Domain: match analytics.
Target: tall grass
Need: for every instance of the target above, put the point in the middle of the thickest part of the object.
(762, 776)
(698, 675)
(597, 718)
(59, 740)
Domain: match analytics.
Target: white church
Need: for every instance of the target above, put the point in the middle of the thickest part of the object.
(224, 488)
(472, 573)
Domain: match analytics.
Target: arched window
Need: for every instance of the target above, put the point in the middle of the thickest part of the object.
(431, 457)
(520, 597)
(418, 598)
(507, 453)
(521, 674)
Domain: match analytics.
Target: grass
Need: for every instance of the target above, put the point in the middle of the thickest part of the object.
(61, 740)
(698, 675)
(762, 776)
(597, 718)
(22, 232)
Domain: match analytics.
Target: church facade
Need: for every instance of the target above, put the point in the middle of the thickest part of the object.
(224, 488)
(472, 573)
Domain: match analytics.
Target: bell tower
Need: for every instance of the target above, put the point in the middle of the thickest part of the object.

==================================================

WORK ITEM:
All of the material needs to be reproduced exactly as it reads.

RESULT FOR THIS EXERCISE:
Domain: match analytics.
Target: tall grass
Need: for every instance of the target above, put the point in the middle of the thickest part of the object.
(762, 776)
(698, 675)
(597, 718)
(59, 740)
Domain: match analytics.
Target: white church
Need: for every instance of the target above, put the point in the middle of the thickest part of the object.
(224, 488)
(472, 573)
Domain: match analytics.
Target: arched window
Need: for every instance of the target above, put the point in the middle of the thickest part of the object.
(431, 457)
(520, 597)
(418, 598)
(507, 453)
(521, 674)
Domain: match analytics.
Target: grass
Need: for every instance of the target above, put the point in the middle of the thickest part of the object.
(61, 740)
(698, 675)
(762, 776)
(597, 718)
(22, 232)
Domain: match analytics.
Target: church facade
Need: for every instance of the target above, put the point in the middle of the thickest part of the object.
(224, 488)
(472, 573)
Domain: match analytics.
Target: bell tower
Need: for every instance of the target above, put the point in the middle of the thickest part of the object.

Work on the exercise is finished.